Start of RECORDS SHOWN
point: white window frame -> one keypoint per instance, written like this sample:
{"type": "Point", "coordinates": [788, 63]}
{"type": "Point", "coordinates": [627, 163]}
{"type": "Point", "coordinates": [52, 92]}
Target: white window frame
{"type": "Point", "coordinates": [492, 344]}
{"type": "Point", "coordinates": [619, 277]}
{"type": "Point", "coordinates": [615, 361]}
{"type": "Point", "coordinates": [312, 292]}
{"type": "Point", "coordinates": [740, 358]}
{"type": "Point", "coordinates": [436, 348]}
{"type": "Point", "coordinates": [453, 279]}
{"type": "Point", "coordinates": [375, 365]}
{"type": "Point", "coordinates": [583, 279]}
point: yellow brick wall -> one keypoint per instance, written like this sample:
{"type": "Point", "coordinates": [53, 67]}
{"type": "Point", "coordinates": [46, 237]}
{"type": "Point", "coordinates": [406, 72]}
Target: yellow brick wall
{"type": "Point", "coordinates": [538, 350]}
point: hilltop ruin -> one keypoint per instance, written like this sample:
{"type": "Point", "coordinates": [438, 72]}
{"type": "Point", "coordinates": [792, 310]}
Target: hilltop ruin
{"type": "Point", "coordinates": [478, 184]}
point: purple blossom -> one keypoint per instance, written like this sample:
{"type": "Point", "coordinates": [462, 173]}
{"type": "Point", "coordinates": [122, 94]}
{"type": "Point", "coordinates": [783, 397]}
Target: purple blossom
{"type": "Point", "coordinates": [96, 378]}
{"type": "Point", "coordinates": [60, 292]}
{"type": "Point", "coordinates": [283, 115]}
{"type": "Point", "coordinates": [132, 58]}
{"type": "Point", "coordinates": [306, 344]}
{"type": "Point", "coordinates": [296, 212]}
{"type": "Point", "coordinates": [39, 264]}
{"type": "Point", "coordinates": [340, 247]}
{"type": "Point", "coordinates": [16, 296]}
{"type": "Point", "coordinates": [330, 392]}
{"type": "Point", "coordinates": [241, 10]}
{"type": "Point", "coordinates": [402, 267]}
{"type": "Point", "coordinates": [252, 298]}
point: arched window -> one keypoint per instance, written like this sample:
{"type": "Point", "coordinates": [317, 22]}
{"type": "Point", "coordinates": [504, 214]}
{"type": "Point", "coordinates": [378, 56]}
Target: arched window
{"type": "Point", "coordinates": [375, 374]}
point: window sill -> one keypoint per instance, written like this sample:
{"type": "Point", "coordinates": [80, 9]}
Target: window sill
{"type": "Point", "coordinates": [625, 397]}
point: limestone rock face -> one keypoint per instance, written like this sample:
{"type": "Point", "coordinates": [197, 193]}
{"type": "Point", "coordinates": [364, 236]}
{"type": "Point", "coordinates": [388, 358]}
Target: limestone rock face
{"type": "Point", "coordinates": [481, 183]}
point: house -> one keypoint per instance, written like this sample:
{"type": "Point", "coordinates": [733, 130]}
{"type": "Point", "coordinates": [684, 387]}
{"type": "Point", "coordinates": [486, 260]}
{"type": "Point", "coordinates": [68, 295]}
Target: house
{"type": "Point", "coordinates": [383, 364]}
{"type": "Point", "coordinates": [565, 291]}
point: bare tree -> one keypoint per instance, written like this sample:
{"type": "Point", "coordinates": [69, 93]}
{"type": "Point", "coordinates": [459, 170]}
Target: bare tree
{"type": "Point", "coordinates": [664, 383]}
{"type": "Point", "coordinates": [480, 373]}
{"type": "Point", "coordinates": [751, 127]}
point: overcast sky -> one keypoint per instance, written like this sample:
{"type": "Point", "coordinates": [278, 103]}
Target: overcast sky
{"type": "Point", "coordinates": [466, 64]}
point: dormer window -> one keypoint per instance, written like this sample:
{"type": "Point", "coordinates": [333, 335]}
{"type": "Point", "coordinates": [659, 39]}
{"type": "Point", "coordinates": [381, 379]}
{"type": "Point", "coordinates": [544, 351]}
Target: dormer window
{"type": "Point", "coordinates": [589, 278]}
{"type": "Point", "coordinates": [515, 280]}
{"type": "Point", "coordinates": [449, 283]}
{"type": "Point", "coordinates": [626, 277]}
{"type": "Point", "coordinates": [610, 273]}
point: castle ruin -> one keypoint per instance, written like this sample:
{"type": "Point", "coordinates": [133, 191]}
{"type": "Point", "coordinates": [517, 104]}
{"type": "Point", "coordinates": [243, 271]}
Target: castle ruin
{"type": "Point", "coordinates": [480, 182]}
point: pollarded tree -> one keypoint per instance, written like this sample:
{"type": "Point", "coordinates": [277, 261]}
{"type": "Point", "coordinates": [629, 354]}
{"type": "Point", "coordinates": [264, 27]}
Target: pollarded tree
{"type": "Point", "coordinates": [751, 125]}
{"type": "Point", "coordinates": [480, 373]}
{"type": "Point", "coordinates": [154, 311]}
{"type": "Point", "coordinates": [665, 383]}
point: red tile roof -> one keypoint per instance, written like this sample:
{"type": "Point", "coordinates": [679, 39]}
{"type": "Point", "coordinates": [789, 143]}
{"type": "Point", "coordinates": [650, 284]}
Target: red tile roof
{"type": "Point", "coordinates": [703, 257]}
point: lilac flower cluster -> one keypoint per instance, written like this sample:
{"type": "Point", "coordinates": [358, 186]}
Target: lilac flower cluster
End of RECORDS SHOWN
● AIM OF THE EXERCISE:
The listing must be repeated in full, with nothing altered.

● RESPONSE FOR THIS EXERCISE:
point: white window frame -> one keypoint per instance, written like this sample:
{"type": "Point", "coordinates": [788, 63]}
{"type": "Point", "coordinates": [627, 163]}
{"type": "Point", "coordinates": [52, 92]}
Target: white window frame
{"type": "Point", "coordinates": [492, 344]}
{"type": "Point", "coordinates": [619, 277]}
{"type": "Point", "coordinates": [615, 361]}
{"type": "Point", "coordinates": [312, 292]}
{"type": "Point", "coordinates": [740, 358]}
{"type": "Point", "coordinates": [436, 348]}
{"type": "Point", "coordinates": [453, 279]}
{"type": "Point", "coordinates": [375, 365]}
{"type": "Point", "coordinates": [583, 279]}
point: yellow brick wall -> one keypoint per instance, written like this sample:
{"type": "Point", "coordinates": [53, 67]}
{"type": "Point", "coordinates": [46, 237]}
{"type": "Point", "coordinates": [406, 72]}
Target: yellow brick wall
{"type": "Point", "coordinates": [538, 350]}
point: hilltop ruin -> one keypoint per instance, written like this sample:
{"type": "Point", "coordinates": [438, 72]}
{"type": "Point", "coordinates": [792, 310]}
Target: hilltop ruin
{"type": "Point", "coordinates": [478, 184]}
point: purple blossom -> one keypoint per instance, written like this sample:
{"type": "Point", "coordinates": [462, 173]}
{"type": "Point", "coordinates": [122, 94]}
{"type": "Point", "coordinates": [783, 397]}
Target: purple blossom
{"type": "Point", "coordinates": [96, 378]}
{"type": "Point", "coordinates": [60, 292]}
{"type": "Point", "coordinates": [283, 115]}
{"type": "Point", "coordinates": [132, 58]}
{"type": "Point", "coordinates": [306, 344]}
{"type": "Point", "coordinates": [296, 212]}
{"type": "Point", "coordinates": [39, 264]}
{"type": "Point", "coordinates": [340, 247]}
{"type": "Point", "coordinates": [16, 296]}
{"type": "Point", "coordinates": [330, 392]}
{"type": "Point", "coordinates": [241, 10]}
{"type": "Point", "coordinates": [402, 267]}
{"type": "Point", "coordinates": [252, 298]}
point: arched window -> one keypoint per instance, written like this sample:
{"type": "Point", "coordinates": [317, 22]}
{"type": "Point", "coordinates": [504, 214]}
{"type": "Point", "coordinates": [378, 56]}
Target: arched window
{"type": "Point", "coordinates": [375, 374]}
point: window sill -> one keypoint per instance, written like this sample:
{"type": "Point", "coordinates": [80, 9]}
Target: window sill
{"type": "Point", "coordinates": [625, 397]}
point: limestone rock face -> one keypoint per instance, written like this sample:
{"type": "Point", "coordinates": [197, 193]}
{"type": "Point", "coordinates": [364, 236]}
{"type": "Point", "coordinates": [388, 358]}
Target: limestone rock face
{"type": "Point", "coordinates": [481, 183]}
point: house -> one keypoint per instance, written like this sample:
{"type": "Point", "coordinates": [733, 130]}
{"type": "Point", "coordinates": [684, 387]}
{"type": "Point", "coordinates": [486, 260]}
{"type": "Point", "coordinates": [68, 295]}
Target: house
{"type": "Point", "coordinates": [383, 364]}
{"type": "Point", "coordinates": [565, 291]}
point: bare tree -> one keypoint per instance, written like this sample:
{"type": "Point", "coordinates": [69, 93]}
{"type": "Point", "coordinates": [459, 170]}
Target: bare tree
{"type": "Point", "coordinates": [664, 383]}
{"type": "Point", "coordinates": [480, 373]}
{"type": "Point", "coordinates": [751, 127]}
point: overcast sky -> one keypoint per instance, written like this sample:
{"type": "Point", "coordinates": [278, 103]}
Target: overcast sky
{"type": "Point", "coordinates": [466, 64]}
point: dormer window -> one keypoint per instance, written like this sample:
{"type": "Point", "coordinates": [333, 335]}
{"type": "Point", "coordinates": [659, 39]}
{"type": "Point", "coordinates": [381, 379]}
{"type": "Point", "coordinates": [544, 351]}
Target: dormer window
{"type": "Point", "coordinates": [589, 278]}
{"type": "Point", "coordinates": [515, 280]}
{"type": "Point", "coordinates": [449, 283]}
{"type": "Point", "coordinates": [626, 277]}
{"type": "Point", "coordinates": [610, 273]}
point: castle ruin -> one keypoint per instance, written like this sample:
{"type": "Point", "coordinates": [133, 191]}
{"type": "Point", "coordinates": [517, 104]}
{"type": "Point", "coordinates": [243, 271]}
Target: castle ruin
{"type": "Point", "coordinates": [480, 182]}
point: pollarded tree -> one keypoint per instance, written like this sample:
{"type": "Point", "coordinates": [277, 261]}
{"type": "Point", "coordinates": [629, 354]}
{"type": "Point", "coordinates": [264, 27]}
Target: pollarded tree
{"type": "Point", "coordinates": [751, 125]}
{"type": "Point", "coordinates": [480, 373]}
{"type": "Point", "coordinates": [154, 311]}
{"type": "Point", "coordinates": [665, 383]}
point: red tile roof -> one keypoint per instance, written like this sample:
{"type": "Point", "coordinates": [679, 39]}
{"type": "Point", "coordinates": [789, 143]}
{"type": "Point", "coordinates": [650, 284]}
Target: red tile roof
{"type": "Point", "coordinates": [703, 257]}
point: lilac flower cluster -> one keypoint per instance, written like this sample:
{"type": "Point", "coordinates": [358, 186]}
Target: lilac flower cluster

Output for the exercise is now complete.